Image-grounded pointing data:
************
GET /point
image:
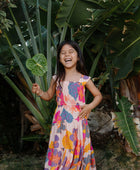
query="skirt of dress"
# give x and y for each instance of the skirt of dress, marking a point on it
(70, 144)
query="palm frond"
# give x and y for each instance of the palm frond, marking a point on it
(125, 124)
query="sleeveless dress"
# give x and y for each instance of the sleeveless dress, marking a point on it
(70, 144)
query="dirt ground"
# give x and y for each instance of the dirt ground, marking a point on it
(110, 156)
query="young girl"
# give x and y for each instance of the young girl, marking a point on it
(70, 144)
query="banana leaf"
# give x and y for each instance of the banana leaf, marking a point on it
(125, 124)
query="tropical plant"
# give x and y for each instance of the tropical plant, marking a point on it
(112, 31)
(125, 124)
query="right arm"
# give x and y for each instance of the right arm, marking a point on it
(48, 95)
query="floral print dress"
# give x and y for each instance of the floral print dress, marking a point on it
(70, 144)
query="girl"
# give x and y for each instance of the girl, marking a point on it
(70, 145)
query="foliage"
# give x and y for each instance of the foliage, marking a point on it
(124, 122)
(37, 64)
(5, 23)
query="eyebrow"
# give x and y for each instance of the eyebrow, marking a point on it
(68, 49)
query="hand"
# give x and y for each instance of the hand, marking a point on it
(36, 89)
(85, 111)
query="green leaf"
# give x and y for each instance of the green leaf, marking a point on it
(74, 12)
(37, 64)
(125, 123)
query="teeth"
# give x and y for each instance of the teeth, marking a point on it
(66, 60)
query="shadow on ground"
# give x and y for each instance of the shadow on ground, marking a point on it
(109, 156)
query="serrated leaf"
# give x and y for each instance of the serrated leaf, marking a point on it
(124, 122)
(37, 64)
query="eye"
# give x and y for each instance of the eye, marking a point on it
(62, 53)
(71, 51)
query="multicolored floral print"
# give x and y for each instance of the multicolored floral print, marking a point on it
(73, 89)
(70, 144)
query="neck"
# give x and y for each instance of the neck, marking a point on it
(71, 71)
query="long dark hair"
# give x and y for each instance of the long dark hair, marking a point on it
(80, 64)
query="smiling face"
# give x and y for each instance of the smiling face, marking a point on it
(68, 56)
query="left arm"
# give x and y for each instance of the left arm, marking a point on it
(86, 109)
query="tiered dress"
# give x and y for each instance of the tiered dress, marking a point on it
(70, 144)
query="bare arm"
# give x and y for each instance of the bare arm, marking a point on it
(86, 109)
(48, 95)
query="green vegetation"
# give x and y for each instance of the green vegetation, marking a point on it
(107, 31)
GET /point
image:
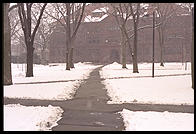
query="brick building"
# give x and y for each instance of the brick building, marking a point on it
(99, 41)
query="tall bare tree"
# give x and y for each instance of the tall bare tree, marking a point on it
(135, 15)
(7, 80)
(44, 33)
(69, 15)
(121, 13)
(25, 11)
(163, 10)
(192, 49)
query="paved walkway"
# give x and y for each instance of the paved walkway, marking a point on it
(88, 110)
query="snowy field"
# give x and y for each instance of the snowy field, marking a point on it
(55, 91)
(159, 90)
(51, 72)
(22, 118)
(157, 121)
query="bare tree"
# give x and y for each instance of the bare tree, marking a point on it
(24, 11)
(135, 15)
(163, 10)
(44, 32)
(69, 15)
(121, 14)
(6, 46)
(192, 49)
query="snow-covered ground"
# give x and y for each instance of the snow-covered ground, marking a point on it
(51, 72)
(145, 69)
(47, 91)
(157, 121)
(158, 90)
(142, 88)
(18, 117)
(22, 118)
************
Repeat each entry precisely as it appears. Leave the pictures out.

ANSWER SECTION:
GET /point
image:
query="skirt of dress"
# give x and y for each instance of the skirt of dress, marking a point on it
(70, 144)
query="palm frond"
# give x and y for each instance of the palm frond, marking a point on it
(125, 124)
query="sleeveless dress"
# give x and y for each instance of the sleeveless dress, marking a point on it
(70, 144)
query="dirt ground"
# give x and y for each instance of the dirt ground, marking a point on it
(110, 156)
query="young girl"
# give x and y for each instance of the young girl, marking a point on it
(70, 144)
query="banana leaf"
# give x and y for each instance of the banana leaf, marking a point on it
(125, 124)
query="tropical plant"
# give x and y for each instance of the tropical plant, marking a point on it
(112, 31)
(125, 124)
query="right arm"
# give x and y for each instance of the right arm, marking a point on it
(48, 95)
query="floral print dress"
# give x and y for each instance of the floral print dress, marking a point on it
(70, 144)
query="girl"
# give x and y for each instance of the girl, marking a point on it
(70, 145)
query="foliage"
# give x and y for each instance of the foliage, marking a point on it
(124, 122)
(37, 64)
(5, 23)
query="eyebrow"
# give x and y for each instance of the eyebrow, marking a point on it
(68, 49)
query="hand"
# give x and y for each instance of the hand, marking a point on it
(36, 89)
(85, 111)
query="green leaf"
# give x and y for each instance of the green leaf, marking a point on it
(74, 12)
(37, 64)
(125, 123)
query="teeth"
# give x and y for each instance of the teeth, marking a point on it
(66, 60)
query="shadow on ground"
# give x and y for each instance of the shadow on ground, marking a point on it
(109, 156)
query="serrated leaf"
# give x and y for each instance of the serrated leaf, marking a point on it
(124, 122)
(37, 64)
query="eye"
# give x and y for each instance of the eye, marking a point on it
(62, 53)
(71, 51)
query="multicolored floral print"
# give x and y for each instance of the multicolored floral print, marking a point on it
(73, 89)
(70, 144)
query="neck"
# give x and y for each instance of the neck, marking a point on it
(71, 71)
query="long dark hair"
# give x and y for each instance of the long dark hair, marking a point on it
(80, 64)
query="smiling face"
# give x and y for each instance of the smiling face, marking a point on it
(68, 56)
query="left arm"
# give x and y for each instance of the left arm, marking a point on it
(86, 109)
query="tiered dress"
# give x and y for each instance of the tiered dress, marking a point on it
(70, 144)
query="bare arm"
# give x and y for each instance of the bare arm, marking a point on it
(86, 109)
(48, 95)
query="green vegetation"
# give x and y for each instance of the green vegetation, marking a point on it
(107, 31)
GET /point
image:
query="brick building"
# give x and y for each instance of the brick building, marking a point on it
(99, 41)
query="tall bare tree"
# give x and y for each instance of the tall bare tree, marking a point on it
(135, 15)
(7, 80)
(44, 33)
(69, 15)
(121, 13)
(25, 11)
(163, 10)
(192, 49)
query="paved walkway"
# give x and y for each instance of the paved walkway, marking a point on it
(88, 110)
query="snowy field"
# give x and y for each instance of the snowy field, marking a point on it
(55, 91)
(159, 90)
(51, 72)
(22, 118)
(157, 121)
query="bare tree"
# give x and y for each instance of the bare tree, marking a point on it
(24, 11)
(135, 15)
(163, 10)
(44, 32)
(69, 15)
(121, 14)
(6, 46)
(192, 49)
query="snow-covered ground"
# give x and y for each instance of the snow-covered ground, marking a point on it
(51, 72)
(145, 69)
(47, 91)
(157, 121)
(158, 90)
(142, 88)
(18, 117)
(22, 118)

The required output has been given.